DOCUMENT PASSAGE:
================
Venezuelans go to the polls

Hugo Chavez seeks another six-year term in the country's presidential elections.

    Chavez is favourite to win re-election to
    Venezuela's presidency

    Chavez opponent

     

    Rosales, governor of the western oil state of Zulia, has attacked Chavez's record on tackling high crime and unemployment. He has promised to stem policy which he says is edging Venezuela towards authoritarian rule.

     

    "The future of Venezuela is at stake," Rosales told supporters shouting "President, President" as he cast his ballot in his home state.

     

    "This is one of the most important elections in the history of our country," he said.

     

    He appealed to the electoral authorities to mend some voting machines printing out blank ballots when voters selected "Rosales". Chavez has said that Rosales will look for an excuse to cry fraud.

     
    Election authorities have dismissed worries over vote-tampering, and the opposition-aligned El Universal newspaper reported that Sunday's election had more safeguards than a 2004 recall referendum, which critics said was rigged in favour of Chavez.
================
DATASET RECORDS:
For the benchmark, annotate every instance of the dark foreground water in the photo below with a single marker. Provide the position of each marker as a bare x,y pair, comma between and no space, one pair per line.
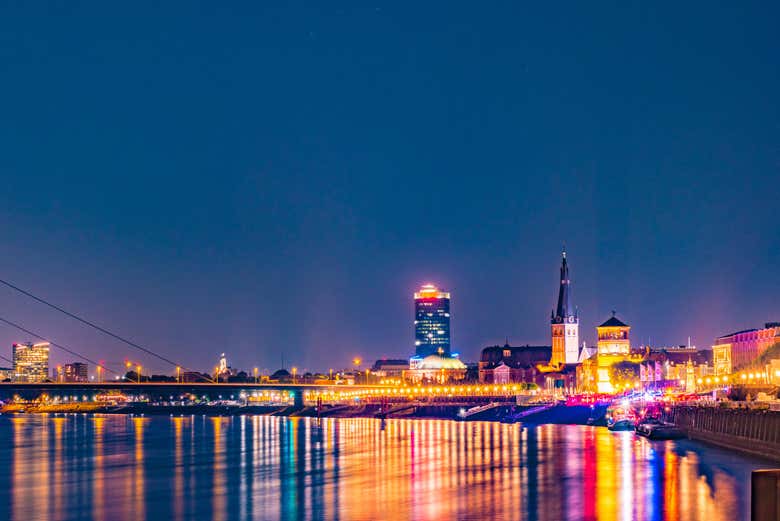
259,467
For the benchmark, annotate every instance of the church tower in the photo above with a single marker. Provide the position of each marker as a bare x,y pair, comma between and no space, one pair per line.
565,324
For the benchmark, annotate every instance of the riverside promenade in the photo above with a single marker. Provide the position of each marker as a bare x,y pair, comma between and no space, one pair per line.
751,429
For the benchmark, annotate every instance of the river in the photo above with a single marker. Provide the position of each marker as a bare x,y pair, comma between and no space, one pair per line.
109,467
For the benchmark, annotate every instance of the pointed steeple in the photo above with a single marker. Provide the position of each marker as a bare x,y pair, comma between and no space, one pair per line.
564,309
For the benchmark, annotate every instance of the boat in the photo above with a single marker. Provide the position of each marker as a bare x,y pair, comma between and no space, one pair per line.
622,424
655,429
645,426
================
THINGS TO DO:
a) From the article on Venezuela's presidential election, reproduce the passage that opens with the words containing "Rosales, governor of the" and closes with "his home state.".
b) In the article on Venezuela's presidential election, which state is Rosales the governor of?

PER-TASK OUTPUTS:
a)
Rosales, governor of the western oil state of Zulia, has attacked Chavez's record on tackling high crime and unemployment. He has promised to stem policy which he says is edging Venezuela towards authoritarian rule.

     

    "The future of Venezuela is at stake," Rosales told supporters shouting "President, President" as he cast his ballot in his home state.

b) Zulia, a western oil state.